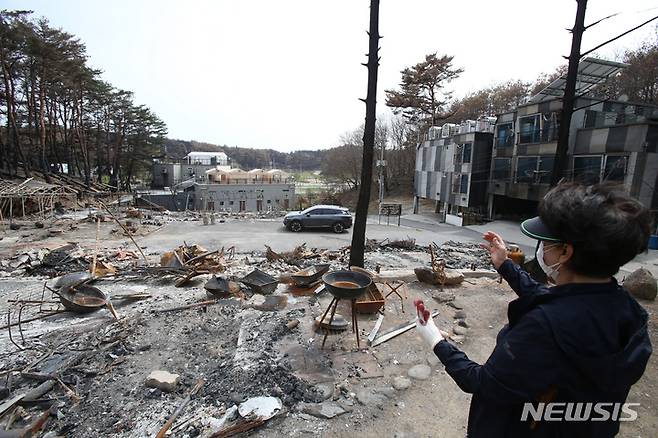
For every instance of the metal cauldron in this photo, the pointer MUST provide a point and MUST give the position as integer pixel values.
(82, 299)
(337, 282)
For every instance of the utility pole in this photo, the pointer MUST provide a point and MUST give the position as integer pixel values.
(357, 250)
(381, 167)
(568, 101)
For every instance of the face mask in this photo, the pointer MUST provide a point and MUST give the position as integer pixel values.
(551, 271)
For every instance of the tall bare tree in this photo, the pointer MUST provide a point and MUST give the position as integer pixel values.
(357, 251)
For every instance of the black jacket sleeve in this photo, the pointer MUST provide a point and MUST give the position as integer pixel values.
(519, 280)
(521, 368)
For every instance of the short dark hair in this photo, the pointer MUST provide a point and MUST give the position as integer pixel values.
(606, 227)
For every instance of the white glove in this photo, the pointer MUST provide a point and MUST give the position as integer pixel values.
(429, 332)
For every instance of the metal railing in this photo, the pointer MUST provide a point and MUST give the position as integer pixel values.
(538, 136)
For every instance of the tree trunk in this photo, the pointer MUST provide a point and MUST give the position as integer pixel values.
(11, 116)
(357, 251)
(560, 163)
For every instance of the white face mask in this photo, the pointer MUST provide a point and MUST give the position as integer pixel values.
(551, 271)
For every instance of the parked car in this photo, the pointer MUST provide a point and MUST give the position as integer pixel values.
(319, 216)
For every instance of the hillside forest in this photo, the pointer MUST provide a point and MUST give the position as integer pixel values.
(57, 114)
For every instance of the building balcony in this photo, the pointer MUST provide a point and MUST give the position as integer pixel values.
(538, 136)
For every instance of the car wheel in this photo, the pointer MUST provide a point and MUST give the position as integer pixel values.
(338, 228)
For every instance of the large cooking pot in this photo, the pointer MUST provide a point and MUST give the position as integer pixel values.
(348, 285)
(82, 299)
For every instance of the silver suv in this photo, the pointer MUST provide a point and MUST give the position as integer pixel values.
(319, 216)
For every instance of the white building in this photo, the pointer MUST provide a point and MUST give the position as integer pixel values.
(207, 158)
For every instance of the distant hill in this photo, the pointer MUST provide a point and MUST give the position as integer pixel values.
(248, 158)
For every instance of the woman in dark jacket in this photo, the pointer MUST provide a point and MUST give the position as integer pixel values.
(570, 352)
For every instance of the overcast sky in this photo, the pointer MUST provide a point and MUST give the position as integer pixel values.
(286, 74)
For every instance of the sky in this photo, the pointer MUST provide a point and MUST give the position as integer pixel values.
(287, 74)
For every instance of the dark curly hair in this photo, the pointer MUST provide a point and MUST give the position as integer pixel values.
(606, 227)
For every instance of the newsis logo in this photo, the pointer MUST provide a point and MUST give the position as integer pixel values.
(579, 411)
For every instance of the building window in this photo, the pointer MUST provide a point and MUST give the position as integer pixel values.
(456, 183)
(549, 131)
(615, 168)
(464, 184)
(545, 169)
(466, 153)
(504, 135)
(587, 170)
(529, 129)
(502, 169)
(526, 167)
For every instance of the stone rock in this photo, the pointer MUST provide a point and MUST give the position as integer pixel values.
(230, 415)
(162, 380)
(420, 372)
(401, 383)
(386, 391)
(443, 297)
(264, 407)
(456, 304)
(368, 397)
(236, 397)
(641, 284)
(325, 409)
(256, 300)
(326, 390)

★ ★ ★

Your copy should repeat each entry above exactly but contain no pictures.

For every instance of the metal cauldron in this photo, the pointer MUST provide a point and MUST give the position as integer pixel values.
(82, 299)
(337, 282)
For every instance of the utility pole in this photo, the pointer MUST provide a point and MUST give the position as integer pixel values.
(357, 250)
(381, 167)
(568, 101)
For every instance of the face mask in this photo, the pointer MUST provide a point and MUST give the position as integer pixel values.
(551, 271)
For every instance of the tall bare tree in this photo, the pointer MUST provide a point and MUST give the position as integer pixel values.
(357, 251)
For every instance of the black jacket sleeve in this photo, the pointer MUST provide a point and MUST give the position as integer pixel values.
(519, 280)
(521, 368)
For every instance of the short dark hair in this photo, the pointer MUST provide a point and MUST give the position as integer pixel values.
(606, 227)
For every instance of the white glove in this photo, the pointer MUST provide a point and MUST give the position as integer pixel values.
(429, 332)
For every instance of the metal railing in this photo, the pointer MUST provide a point and MUST give the position as integer pixel values.
(538, 136)
For every instance of the tree trunk in this photo, the pointer MUST provide a point and MUST give the position as integer pixel values.
(11, 116)
(357, 251)
(560, 163)
For every instance of the white face mask in this photo, the pointer MUST provide a point and MUST give the position as integer pixel values.
(551, 271)
For every instance of the parked car in this photo, the pointer MUST provide a point and MUST give the position as integer pixel values.
(319, 216)
For every instance of the hillside forest in this photo, the pointer MUST provide a point and MUST give the position as integer pixel values.
(57, 114)
For every instance of the building balcony in this photo, the pointer MUST provide a point and MUST give the position as integer pixel values.
(538, 136)
For every instance of the car wheel in this photo, the pointer MUST provide a point and MUST give the position as integer pixel values.
(338, 228)
For every instance of the large cooking pot in this photo, the pointer MUST provide a point and MUST give the position as integer pixel values.
(348, 285)
(82, 299)
For every instance of the silver suv in this photo, the pointer MUST provide a point and MUST give the position as integer pixel values.
(319, 216)
For every instance of the white building in this photo, the pointer MUST provide a point and MUST give the position as integer pixel values.
(207, 158)
For every instance of the distant hill in this photo, the pointer MUST provide a point and MUST give the position as integer pixel values.
(248, 158)
For every instance of the woman in dark jacket in this photo, the pointer MUST provide a point and MUST give the position as integer pixel values.
(570, 352)
For every instance of the overcast sky in this photo, the pointer MUST provide a point and MUST give the position as integer pixel values.
(286, 74)
For every instance of the sky in this photo, the pointer MUST provide a point and MUST give the position as integer pixel values.
(287, 74)
For every instance of the dark curly hair in this photo, the pointer MUST provide a point and MUST give the position as integer pixel values.
(606, 227)
For every instance of the newsis logo in this photo, the pointer MUST provide a point and MUST give the position as integer pixel values.
(579, 411)
For every instance of the building window in this photo, the pointer MUST provide a point and MUST give the position as integer pixel values.
(456, 183)
(549, 131)
(615, 168)
(464, 184)
(545, 169)
(466, 153)
(504, 135)
(587, 170)
(529, 129)
(502, 169)
(526, 167)
For every instance of the stone rock in this photo, the pointer MUST provide a point and MUST give the position as integer pixel values.
(230, 415)
(162, 380)
(420, 372)
(401, 383)
(386, 391)
(443, 297)
(264, 407)
(456, 304)
(368, 397)
(236, 397)
(641, 284)
(325, 409)
(256, 300)
(326, 390)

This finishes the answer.